──────── Records supplied ────────

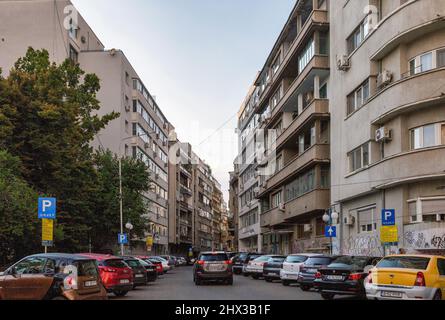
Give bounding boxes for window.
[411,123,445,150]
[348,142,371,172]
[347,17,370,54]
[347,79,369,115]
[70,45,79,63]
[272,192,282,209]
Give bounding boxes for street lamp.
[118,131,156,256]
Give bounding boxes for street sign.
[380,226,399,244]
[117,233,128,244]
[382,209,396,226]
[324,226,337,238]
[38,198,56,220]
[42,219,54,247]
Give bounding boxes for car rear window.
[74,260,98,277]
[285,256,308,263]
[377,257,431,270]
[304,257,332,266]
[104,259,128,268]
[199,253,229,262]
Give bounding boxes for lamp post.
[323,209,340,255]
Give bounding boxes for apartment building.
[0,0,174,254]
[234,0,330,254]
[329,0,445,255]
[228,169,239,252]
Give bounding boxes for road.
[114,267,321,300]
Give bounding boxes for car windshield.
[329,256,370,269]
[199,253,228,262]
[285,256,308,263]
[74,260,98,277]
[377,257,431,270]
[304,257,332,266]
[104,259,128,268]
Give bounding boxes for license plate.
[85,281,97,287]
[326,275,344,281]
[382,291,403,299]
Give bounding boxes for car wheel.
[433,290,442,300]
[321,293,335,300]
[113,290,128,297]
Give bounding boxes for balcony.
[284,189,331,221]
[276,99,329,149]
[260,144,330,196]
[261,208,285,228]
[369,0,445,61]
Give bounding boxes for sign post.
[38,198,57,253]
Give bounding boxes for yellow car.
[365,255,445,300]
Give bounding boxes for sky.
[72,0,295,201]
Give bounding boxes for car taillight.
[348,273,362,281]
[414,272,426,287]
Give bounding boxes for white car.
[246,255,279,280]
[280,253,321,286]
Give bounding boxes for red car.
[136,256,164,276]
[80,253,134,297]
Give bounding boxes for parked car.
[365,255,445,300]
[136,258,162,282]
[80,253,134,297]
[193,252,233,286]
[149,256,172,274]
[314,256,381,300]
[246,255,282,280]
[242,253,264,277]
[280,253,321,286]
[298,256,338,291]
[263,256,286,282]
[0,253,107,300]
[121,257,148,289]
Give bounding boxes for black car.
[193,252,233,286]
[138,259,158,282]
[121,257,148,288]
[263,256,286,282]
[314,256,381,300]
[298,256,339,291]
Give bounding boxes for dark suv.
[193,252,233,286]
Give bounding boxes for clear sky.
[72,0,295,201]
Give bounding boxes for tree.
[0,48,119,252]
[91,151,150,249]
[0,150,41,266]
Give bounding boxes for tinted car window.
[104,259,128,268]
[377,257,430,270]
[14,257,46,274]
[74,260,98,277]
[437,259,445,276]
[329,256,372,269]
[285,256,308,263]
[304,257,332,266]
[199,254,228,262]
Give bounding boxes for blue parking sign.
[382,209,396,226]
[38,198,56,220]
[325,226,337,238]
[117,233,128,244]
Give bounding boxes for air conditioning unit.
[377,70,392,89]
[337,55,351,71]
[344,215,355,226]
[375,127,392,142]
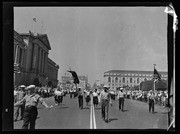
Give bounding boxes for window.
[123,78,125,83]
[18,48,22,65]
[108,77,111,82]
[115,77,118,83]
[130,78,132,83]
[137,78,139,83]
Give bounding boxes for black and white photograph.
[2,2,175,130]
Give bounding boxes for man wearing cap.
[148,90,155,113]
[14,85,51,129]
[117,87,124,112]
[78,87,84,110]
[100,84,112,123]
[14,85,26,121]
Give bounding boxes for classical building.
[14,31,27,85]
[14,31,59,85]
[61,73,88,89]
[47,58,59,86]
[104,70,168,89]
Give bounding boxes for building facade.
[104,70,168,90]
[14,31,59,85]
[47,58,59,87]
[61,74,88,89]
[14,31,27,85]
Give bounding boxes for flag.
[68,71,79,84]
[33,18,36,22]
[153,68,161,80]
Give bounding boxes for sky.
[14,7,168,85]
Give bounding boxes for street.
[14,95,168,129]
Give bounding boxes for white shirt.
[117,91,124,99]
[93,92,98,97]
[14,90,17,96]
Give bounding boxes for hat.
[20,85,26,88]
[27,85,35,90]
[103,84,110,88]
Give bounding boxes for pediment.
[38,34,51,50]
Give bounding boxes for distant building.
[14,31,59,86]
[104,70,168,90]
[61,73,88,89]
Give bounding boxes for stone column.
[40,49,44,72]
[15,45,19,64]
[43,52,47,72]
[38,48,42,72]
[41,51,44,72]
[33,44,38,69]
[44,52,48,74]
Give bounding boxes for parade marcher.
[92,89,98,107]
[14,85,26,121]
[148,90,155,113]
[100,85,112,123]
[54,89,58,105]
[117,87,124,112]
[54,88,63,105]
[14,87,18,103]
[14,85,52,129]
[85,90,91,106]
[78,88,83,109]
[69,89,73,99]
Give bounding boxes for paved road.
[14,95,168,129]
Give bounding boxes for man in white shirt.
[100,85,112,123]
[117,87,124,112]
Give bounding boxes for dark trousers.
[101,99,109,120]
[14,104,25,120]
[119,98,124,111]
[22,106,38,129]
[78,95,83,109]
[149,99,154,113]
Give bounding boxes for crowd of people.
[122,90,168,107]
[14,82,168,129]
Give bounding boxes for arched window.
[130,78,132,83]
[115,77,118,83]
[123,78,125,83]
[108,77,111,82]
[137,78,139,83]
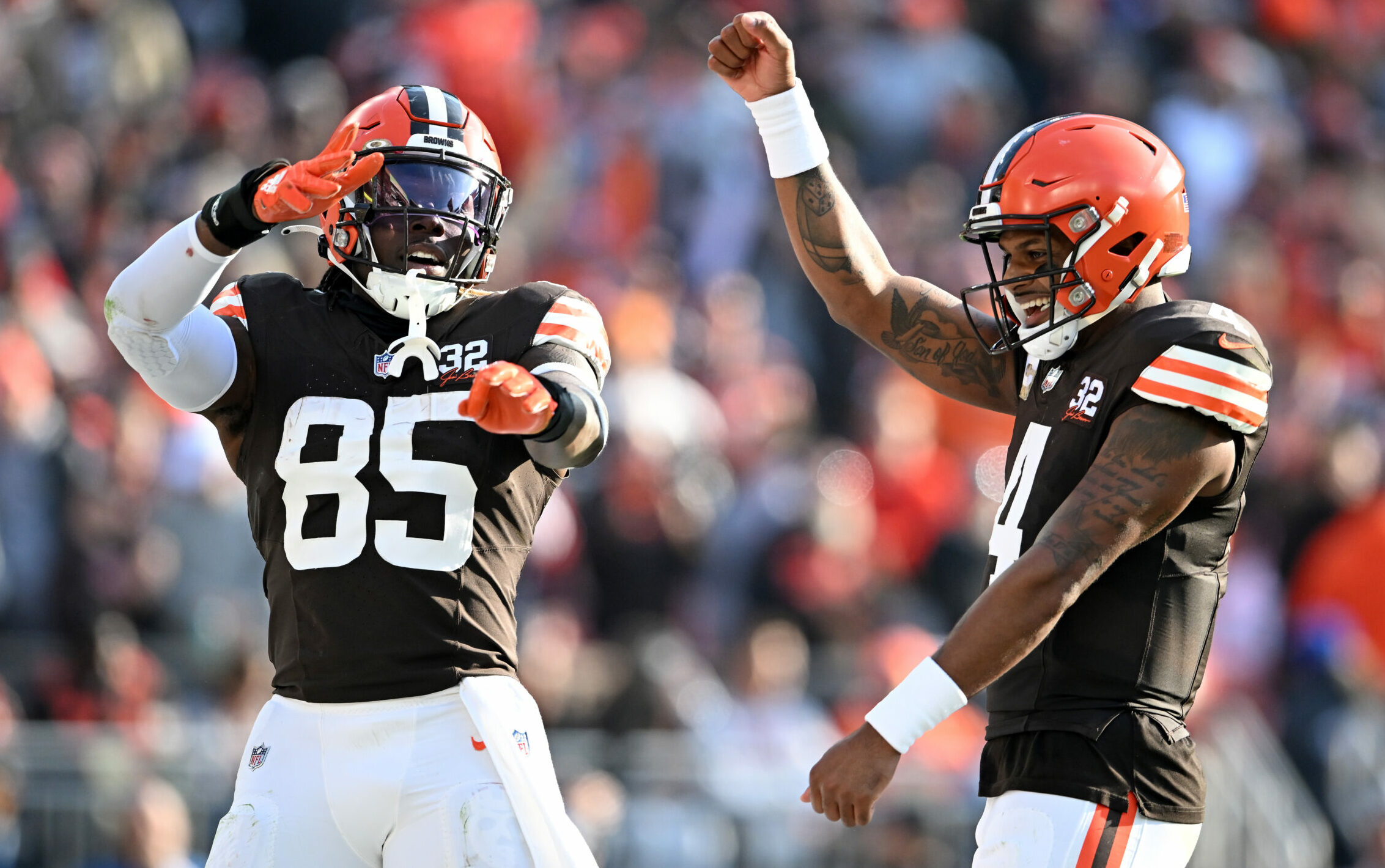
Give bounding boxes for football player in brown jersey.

────────
──────── Records supplied ────────

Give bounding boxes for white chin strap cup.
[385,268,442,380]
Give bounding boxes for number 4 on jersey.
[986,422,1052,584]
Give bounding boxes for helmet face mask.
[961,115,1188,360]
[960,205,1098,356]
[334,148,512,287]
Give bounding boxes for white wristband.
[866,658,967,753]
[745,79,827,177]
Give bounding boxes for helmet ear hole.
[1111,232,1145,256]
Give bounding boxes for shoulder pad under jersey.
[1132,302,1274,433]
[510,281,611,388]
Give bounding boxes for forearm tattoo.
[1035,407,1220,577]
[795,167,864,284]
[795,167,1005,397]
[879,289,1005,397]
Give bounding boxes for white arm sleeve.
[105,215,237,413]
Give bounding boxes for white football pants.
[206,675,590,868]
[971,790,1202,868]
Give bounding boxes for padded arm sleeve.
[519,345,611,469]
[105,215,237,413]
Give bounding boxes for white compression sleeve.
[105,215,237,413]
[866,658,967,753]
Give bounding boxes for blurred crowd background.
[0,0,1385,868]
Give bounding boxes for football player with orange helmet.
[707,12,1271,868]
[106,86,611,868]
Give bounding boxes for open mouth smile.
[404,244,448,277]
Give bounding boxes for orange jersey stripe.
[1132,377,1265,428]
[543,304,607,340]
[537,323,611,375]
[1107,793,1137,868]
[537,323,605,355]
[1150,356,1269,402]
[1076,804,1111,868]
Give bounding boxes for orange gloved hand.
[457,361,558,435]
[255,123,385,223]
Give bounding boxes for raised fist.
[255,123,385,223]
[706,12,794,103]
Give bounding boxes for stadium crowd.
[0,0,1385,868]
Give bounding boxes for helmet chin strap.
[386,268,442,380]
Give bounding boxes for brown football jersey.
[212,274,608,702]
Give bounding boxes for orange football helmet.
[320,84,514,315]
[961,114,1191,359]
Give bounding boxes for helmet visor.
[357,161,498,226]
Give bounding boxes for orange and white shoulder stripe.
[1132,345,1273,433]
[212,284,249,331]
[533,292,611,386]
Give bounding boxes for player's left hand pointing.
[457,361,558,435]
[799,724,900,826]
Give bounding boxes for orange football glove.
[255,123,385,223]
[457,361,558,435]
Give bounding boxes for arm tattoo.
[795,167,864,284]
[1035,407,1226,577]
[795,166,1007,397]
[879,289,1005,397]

────────

Work required ::
Can you turn the lines of the items starting at the one containing "Give bounding boxes for tinted car window." and ending at the one containing "[2,2,175,130]" into a numbered list, with blank lines dropped and the pictures left out?

Written response ::
1. Give bounding boxes for tinted car window.
2. [104,259,128,268]
3. [377,257,430,270]
4. [14,257,46,274]
5. [74,260,98,277]
6. [437,259,445,276]
7. [329,256,372,269]
8. [285,256,308,263]
9. [304,257,332,266]
10. [199,254,228,262]
11. Give bounding boxes for blue parking sign.
12. [382,209,396,226]
13. [38,198,56,220]
14. [325,226,337,238]
15. [117,233,128,244]
16. Give bounding boxes for air conditioning unit.
17. [377,70,392,89]
18. [337,55,351,71]
19. [344,215,355,226]
20. [375,127,392,142]
21. Give bounding boxes for window.
22. [123,78,125,83]
23. [18,48,22,65]
24. [108,77,111,82]
25. [115,77,118,83]
26. [130,78,132,83]
27. [137,78,139,83]
28. Give bounding boxes for black and white photograph.
29. [2,2,175,130]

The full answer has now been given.